> **Stated problem A**
From the records below, gather every line that holds the word "hillside".

Good question! I didnt know the answer so I looked on the internet and found this:

The best evidence obtainable at present points to Manute Bol, the 7'7" Sudanese NBA player whose native tongue was Dinka, as the inventor, sometime in the 1980s, of this now–ubiquitous phrase.

Geoffrey K. Pullum told the story in his December 7, 2005 blog post:

Here is the relevant portion:
Ken Arneson emailed me to say that he heard the phrase was first used by the Sudanese immigrant basketball player Manute Bol, believed to have been a native speaker of Dinka (a very interesting and thoroughly un-Indo-Europeanlike language of the Nilo-Saharan superfamily).

Says Arneson, "I first heard the phrase here in the Bay Area when Bol joined the Golden State Warriors in 1988, when several Warriors players started using the phrase."

And Ben Zimmer's rummaging in the newspaper files down in the basement of Language Log Plaza produced a couple of early 1989 quotes that confirm this convincingly:

St. Louis Post-Dispatch, Jan. 10, 1989: When he [Manute Bol] throws a bad pass, he'll say, "My bad" instead of "My fault," and now all the other players say the same thing.

USA Today, Jan. 27, 1989: After making a bad pass, instead of saying "my fault," Manute Bol says, "my bad." Now all the other Warriors say it too.

So all of this is compatible with a date of origin for the phrase in the early 1980s (Manute Bol first joined the NBA in 1985 but came to the USA before that, around 1980).

> **Stated problem B**
According to the text about the phrase "my bad," which team did Manute Bol join in 1988?

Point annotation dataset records
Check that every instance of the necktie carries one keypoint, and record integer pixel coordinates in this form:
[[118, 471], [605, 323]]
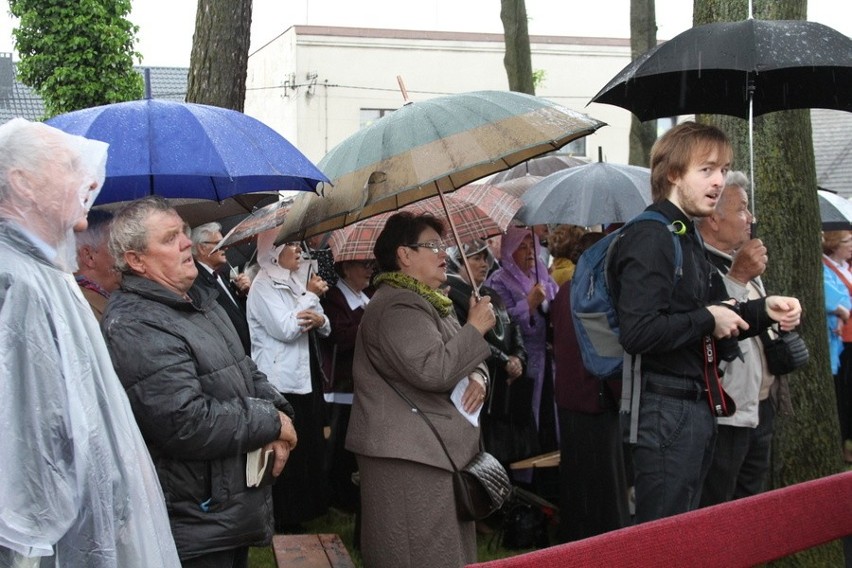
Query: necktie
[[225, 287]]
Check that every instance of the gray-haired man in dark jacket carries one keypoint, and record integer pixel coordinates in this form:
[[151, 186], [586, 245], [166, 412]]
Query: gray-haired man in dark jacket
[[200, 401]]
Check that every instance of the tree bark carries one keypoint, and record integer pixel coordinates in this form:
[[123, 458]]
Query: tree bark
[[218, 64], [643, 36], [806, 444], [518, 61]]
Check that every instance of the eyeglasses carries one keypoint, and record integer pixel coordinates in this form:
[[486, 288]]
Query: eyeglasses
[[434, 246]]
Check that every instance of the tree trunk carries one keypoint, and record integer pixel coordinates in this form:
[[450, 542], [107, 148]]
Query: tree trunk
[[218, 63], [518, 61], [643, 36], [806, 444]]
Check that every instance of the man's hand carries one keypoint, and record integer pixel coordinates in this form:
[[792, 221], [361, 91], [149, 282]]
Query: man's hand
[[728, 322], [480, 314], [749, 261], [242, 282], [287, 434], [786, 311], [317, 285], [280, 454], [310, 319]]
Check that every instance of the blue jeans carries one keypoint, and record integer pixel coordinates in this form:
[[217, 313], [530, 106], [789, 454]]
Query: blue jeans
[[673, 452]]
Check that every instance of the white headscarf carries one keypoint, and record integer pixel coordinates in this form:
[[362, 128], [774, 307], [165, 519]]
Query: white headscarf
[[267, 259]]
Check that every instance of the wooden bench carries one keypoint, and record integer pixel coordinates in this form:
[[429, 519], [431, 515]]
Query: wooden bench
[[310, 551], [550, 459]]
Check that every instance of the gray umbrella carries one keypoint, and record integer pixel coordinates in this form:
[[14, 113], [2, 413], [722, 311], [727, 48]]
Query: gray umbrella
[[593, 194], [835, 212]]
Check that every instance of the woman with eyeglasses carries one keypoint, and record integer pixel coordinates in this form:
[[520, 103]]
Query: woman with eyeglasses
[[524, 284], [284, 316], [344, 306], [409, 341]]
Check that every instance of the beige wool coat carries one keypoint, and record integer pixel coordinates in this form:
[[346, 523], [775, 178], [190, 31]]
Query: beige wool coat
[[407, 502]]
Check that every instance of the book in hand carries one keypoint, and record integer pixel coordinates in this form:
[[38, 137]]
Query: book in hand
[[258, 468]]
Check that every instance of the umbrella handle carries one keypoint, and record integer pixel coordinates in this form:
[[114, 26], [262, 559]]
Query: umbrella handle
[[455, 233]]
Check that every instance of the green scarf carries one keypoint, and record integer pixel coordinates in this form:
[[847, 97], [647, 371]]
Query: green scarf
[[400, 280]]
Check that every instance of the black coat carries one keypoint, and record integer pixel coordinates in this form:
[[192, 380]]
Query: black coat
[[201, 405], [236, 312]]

--

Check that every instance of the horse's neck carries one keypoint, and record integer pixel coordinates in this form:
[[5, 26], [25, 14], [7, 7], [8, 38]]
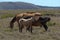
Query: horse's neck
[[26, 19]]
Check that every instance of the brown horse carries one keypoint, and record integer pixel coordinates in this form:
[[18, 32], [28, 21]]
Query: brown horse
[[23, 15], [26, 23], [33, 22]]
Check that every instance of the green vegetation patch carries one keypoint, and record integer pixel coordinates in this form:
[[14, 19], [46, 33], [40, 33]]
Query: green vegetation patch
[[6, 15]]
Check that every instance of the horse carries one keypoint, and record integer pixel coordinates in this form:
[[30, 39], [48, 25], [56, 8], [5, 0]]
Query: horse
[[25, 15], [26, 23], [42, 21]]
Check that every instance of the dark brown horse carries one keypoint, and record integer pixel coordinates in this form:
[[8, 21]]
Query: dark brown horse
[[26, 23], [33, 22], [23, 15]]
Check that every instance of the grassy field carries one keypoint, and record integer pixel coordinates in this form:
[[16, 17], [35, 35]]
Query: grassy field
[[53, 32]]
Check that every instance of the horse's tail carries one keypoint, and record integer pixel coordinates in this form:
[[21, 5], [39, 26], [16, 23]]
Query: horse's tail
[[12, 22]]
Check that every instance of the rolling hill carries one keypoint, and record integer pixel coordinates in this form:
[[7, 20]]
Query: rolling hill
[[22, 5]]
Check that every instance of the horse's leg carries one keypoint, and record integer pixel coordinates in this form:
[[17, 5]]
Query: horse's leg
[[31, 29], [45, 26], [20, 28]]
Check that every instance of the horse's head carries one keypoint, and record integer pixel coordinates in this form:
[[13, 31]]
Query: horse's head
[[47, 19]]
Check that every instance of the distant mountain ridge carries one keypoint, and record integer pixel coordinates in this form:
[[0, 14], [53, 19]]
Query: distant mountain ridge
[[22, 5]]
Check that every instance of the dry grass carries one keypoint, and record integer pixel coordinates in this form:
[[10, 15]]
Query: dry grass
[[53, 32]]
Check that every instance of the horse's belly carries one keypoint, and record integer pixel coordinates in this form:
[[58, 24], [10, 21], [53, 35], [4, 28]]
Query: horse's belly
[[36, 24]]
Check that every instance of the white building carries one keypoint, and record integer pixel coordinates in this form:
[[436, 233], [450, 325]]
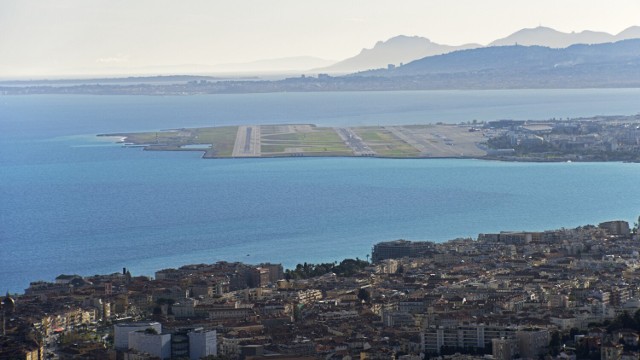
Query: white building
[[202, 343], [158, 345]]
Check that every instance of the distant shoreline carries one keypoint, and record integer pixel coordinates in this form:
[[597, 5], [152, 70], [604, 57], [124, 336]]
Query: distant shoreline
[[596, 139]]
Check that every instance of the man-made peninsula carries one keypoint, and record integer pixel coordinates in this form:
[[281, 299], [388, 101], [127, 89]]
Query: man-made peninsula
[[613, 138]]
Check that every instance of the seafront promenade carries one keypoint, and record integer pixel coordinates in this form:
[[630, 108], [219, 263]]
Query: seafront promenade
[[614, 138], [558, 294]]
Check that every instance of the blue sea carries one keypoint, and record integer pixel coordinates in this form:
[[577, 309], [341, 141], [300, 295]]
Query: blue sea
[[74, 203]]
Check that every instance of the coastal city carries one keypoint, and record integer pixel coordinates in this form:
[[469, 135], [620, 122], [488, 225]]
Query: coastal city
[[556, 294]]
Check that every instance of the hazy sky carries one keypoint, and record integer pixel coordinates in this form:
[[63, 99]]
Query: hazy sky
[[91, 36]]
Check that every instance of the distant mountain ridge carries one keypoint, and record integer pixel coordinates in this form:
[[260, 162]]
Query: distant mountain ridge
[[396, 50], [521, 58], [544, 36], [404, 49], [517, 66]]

==

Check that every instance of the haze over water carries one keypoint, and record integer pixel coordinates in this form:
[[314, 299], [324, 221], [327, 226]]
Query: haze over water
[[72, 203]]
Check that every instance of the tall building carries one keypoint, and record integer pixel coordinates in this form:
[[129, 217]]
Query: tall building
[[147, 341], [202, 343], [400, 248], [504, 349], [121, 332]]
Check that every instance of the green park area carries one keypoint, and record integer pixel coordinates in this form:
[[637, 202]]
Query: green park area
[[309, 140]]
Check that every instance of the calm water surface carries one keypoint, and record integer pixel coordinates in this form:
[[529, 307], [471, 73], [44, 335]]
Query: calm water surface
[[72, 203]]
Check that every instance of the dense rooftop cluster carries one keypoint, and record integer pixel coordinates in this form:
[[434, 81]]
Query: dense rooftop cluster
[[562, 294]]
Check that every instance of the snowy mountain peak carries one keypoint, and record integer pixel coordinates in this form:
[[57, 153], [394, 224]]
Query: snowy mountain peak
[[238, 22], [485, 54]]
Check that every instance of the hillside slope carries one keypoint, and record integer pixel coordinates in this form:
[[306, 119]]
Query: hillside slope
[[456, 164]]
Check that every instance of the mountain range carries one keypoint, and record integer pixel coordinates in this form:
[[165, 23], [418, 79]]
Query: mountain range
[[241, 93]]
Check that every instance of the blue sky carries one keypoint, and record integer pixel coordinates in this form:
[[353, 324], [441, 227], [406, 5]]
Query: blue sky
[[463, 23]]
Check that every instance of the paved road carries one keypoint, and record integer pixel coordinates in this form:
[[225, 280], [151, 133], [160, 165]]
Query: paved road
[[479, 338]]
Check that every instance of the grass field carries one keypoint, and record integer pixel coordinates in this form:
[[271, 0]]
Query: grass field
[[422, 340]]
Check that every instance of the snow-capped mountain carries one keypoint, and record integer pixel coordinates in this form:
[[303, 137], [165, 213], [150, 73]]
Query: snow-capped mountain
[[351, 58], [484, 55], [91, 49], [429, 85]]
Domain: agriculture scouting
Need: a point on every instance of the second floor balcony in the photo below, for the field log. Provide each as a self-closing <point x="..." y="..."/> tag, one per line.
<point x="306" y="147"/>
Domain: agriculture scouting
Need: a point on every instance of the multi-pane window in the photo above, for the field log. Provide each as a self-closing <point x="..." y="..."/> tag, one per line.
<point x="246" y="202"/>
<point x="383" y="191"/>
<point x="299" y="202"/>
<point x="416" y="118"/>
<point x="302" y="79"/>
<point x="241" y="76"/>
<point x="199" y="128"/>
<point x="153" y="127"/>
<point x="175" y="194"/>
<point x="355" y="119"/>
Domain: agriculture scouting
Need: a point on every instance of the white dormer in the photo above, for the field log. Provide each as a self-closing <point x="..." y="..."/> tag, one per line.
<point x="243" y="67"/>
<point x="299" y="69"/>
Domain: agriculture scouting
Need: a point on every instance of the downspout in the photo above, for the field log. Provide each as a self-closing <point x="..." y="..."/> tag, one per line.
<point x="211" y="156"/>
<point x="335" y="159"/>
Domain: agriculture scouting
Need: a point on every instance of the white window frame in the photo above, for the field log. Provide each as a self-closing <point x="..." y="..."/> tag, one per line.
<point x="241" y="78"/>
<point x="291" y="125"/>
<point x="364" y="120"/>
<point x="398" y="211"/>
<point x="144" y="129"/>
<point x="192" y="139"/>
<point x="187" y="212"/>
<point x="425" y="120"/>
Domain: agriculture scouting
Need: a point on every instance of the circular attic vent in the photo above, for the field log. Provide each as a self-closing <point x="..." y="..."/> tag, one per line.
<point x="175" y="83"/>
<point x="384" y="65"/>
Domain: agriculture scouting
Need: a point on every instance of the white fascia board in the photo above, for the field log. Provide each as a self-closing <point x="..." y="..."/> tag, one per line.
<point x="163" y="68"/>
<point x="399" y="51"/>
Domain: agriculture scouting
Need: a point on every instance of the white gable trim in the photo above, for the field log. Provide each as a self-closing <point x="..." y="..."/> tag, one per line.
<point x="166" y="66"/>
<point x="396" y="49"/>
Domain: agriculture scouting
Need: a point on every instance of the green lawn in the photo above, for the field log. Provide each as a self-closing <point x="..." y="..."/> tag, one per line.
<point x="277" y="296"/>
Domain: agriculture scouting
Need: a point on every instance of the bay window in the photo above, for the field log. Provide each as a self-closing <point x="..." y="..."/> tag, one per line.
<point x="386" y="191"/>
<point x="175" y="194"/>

> **Exercise response A**
Check that every instance of the hillside slope carries one keypoint, and record integer pixel coordinates in this form:
Query: hillside slope

> **Exercise response B**
The Golden State Warriors.